[PASSAGE TO READ]
A win over No. 11 seed SMU would be followed by a game against No. 7 seed NC State. Then, SU would need to beat No. 2 seed Virginia, which it fell to a month ago by 13 points.

Barring a Cinderella story, Syracuse’s season and Autry’s tenure will be over soon. At this point, the Orange know it.

“We need to make a run,” center William Kyle III said. “That’s pretty much the position that we’re in right now. We got to go down there, we got to win games if (we) want to keep playing. It’s as simple as that.”

Syracuse hasn’t lost five consecutive games since the 1968-69 season. It hasn’t accomplished back-to-back losing seasons since 1967-68, 1968-69. Still, the Orange have to believe that a trip to Charlotte will change their fortunes. They have to.

Even if Nate Kingz’s end-of-regulation step back 3 or Naithan George’s halfcourt heave had hit nylon at the end of overtime, a win over the Panthers wouldn’t have changed anything. Wake Forest took down Cal a few minutes before SU’s game ended, clinching the No. 13 seed and bumping the Orange to No. 14.

The damage has been done for weeks. As a result, Syracuse has one less conference win than a year ago despite tripling the investment in its roster. Frustration is expected. And change is coming. The Orange were supposed to be a team at least on the March Madness bubble entering the ACC Tournament. They’re far from it.

After SU’s loss to Louisville Tuesday, George said what needs to happen in Charlotte has been discussed already within the locker room. Guard Bryce Zephir repeated the idea Saturday.
[/PASSAGE TO READ]
> _PROBLEM STATEMENT_: Please copy the part of the Syracuse basketball text that opens with "The damage has" and closes with "far from it.", swapping "Frustration" for "Disappointment".
[ENTRIES SUPPLIED]
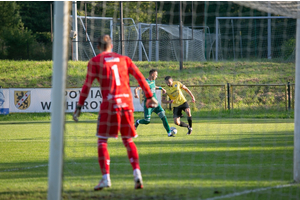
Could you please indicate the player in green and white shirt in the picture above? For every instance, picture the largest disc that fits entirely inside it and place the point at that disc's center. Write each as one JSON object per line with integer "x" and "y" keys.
{"x": 148, "y": 111}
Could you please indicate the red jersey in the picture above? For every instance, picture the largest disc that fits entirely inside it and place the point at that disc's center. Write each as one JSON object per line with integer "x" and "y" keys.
{"x": 112, "y": 72}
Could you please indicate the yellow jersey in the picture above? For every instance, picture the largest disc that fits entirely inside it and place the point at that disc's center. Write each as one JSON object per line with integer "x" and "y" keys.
{"x": 174, "y": 92}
[/ENTRIES SUPPLIED]
> _YOUR RESPONSE_:
The damage has been done for weeks. As a result, Syracuse has one less conference win than a year ago despite tripling the investment in its roster. Disappointment is expected. And change is coming. The Orange were supposed to be a team at least on the March Madness bubble entering the ACC Tournament. They’re far from it.